Transcribe all of the material below word for word, leaving the pictures out of your copy.

---------- Information given

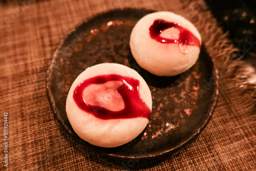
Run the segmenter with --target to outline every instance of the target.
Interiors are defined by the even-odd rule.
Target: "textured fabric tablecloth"
[[[190,20],[219,70],[214,115],[188,145],[131,170],[253,170],[256,168],[255,89],[243,63],[201,1],[30,0],[0,7],[0,170],[121,170],[123,163],[99,156],[74,141],[54,117],[46,74],[53,50],[69,30],[115,8],[168,10]],[[4,118],[8,112],[8,167],[4,166]]]

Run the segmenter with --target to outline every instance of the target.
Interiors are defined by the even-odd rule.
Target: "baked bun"
[[[103,147],[120,146],[137,137],[148,122],[152,108],[150,90],[142,77],[117,63],[87,69],[72,85],[66,103],[76,133]]]
[[[167,11],[142,17],[130,39],[138,64],[158,76],[175,76],[189,69],[198,58],[201,45],[201,36],[193,24]]]

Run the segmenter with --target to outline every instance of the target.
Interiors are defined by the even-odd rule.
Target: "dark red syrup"
[[[176,28],[179,30],[179,38],[176,39],[164,38],[160,34],[164,30],[169,28]],[[200,48],[200,40],[190,31],[179,24],[168,22],[162,19],[156,19],[148,30],[152,38],[164,44],[177,44],[181,45],[195,46]]]
[[[122,82],[122,86],[115,89],[117,89],[123,100],[123,109],[112,111],[100,106],[91,105],[85,101],[83,93],[87,87],[92,84],[101,84],[111,81],[121,81]],[[140,96],[139,83],[138,80],[127,76],[116,74],[99,75],[81,82],[75,89],[73,98],[81,110],[102,119],[138,117],[149,119],[151,110]],[[97,96],[97,92],[94,94]]]

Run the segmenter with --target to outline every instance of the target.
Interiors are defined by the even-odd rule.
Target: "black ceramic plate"
[[[120,158],[152,158],[173,152],[199,134],[216,105],[217,70],[203,45],[196,63],[175,77],[151,74],[138,65],[130,48],[136,22],[152,12],[144,9],[116,10],[100,14],[72,30],[54,52],[47,75],[49,99],[57,119],[74,139],[98,154]],[[88,67],[104,62],[124,65],[136,70],[151,91],[150,122],[132,142],[115,148],[90,144],[74,132],[65,111],[69,89]]]

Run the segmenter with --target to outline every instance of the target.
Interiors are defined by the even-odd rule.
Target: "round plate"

--------------------

[Answer to this exercise]
Run the segmenter with --target to outline every instance of the target.
Interiors are defined by the even-odd rule.
Target: "textured fabric tablecloth"
[[[190,20],[219,70],[214,115],[188,145],[131,170],[253,170],[256,168],[255,89],[243,63],[201,1],[30,0],[0,7],[0,170],[121,170],[123,163],[99,156],[74,141],[54,117],[46,74],[53,50],[69,30],[115,8],[168,10]],[[4,118],[8,112],[8,167],[4,166]]]

Run the segmenter with --target to outline every instance of the target.
Interiors are defined by the even-odd rule.
Target: "baked bun"
[[[103,147],[120,146],[137,137],[148,122],[152,108],[150,90],[142,77],[117,63],[87,69],[72,85],[66,103],[76,133]]]
[[[167,11],[142,17],[130,39],[138,64],[158,76],[175,76],[189,69],[198,58],[201,45],[201,36],[193,24]]]

Run the segmenter with --target to outline every instance of the target.
Interiors are defined by the even-odd rule.
Target: "dark red syrup"
[[[176,28],[179,30],[179,38],[176,39],[164,38],[160,34],[164,30],[169,28]],[[200,48],[200,40],[190,31],[179,24],[168,22],[162,19],[156,19],[148,30],[152,38],[164,44],[177,44],[181,45],[195,46]]]
[[[122,82],[122,86],[115,89],[117,89],[123,100],[123,109],[112,111],[100,106],[91,105],[85,101],[83,93],[87,87],[92,84],[101,84],[111,81],[121,81]],[[140,96],[139,83],[138,80],[127,76],[116,74],[99,75],[81,82],[75,89],[73,98],[81,110],[102,119],[138,117],[149,119],[151,110]],[[97,96],[97,92],[94,94]]]

Run the segmenter with --target to outline every instance of the target.
Interiors are defined by the even-odd rule.
Target: "black ceramic plate"
[[[120,158],[152,158],[173,152],[199,134],[216,105],[217,70],[203,45],[196,63],[175,77],[151,74],[138,65],[130,48],[136,22],[152,12],[144,9],[116,10],[100,14],[72,30],[54,52],[47,75],[49,99],[57,119],[74,139],[98,154]],[[88,67],[104,62],[124,65],[136,70],[151,91],[150,122],[132,142],[115,148],[90,144],[74,132],[65,111],[69,89]]]

Run the segmenter with --target to outline every instance of the target.
Interiors are defined by the even-odd rule.
Target: "round plate"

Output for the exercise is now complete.